### Exercise instructions
Your task is to copy all of the entries exactly as they are given.
========
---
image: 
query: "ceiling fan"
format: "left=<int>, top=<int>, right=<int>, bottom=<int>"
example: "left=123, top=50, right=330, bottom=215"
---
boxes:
========
### Exercise result
---
image: 
query: "ceiling fan"
format: "left=<int>, top=<int>, right=<int>, bottom=<int>"
example: "left=123, top=50, right=330, bottom=215"
---
boxes:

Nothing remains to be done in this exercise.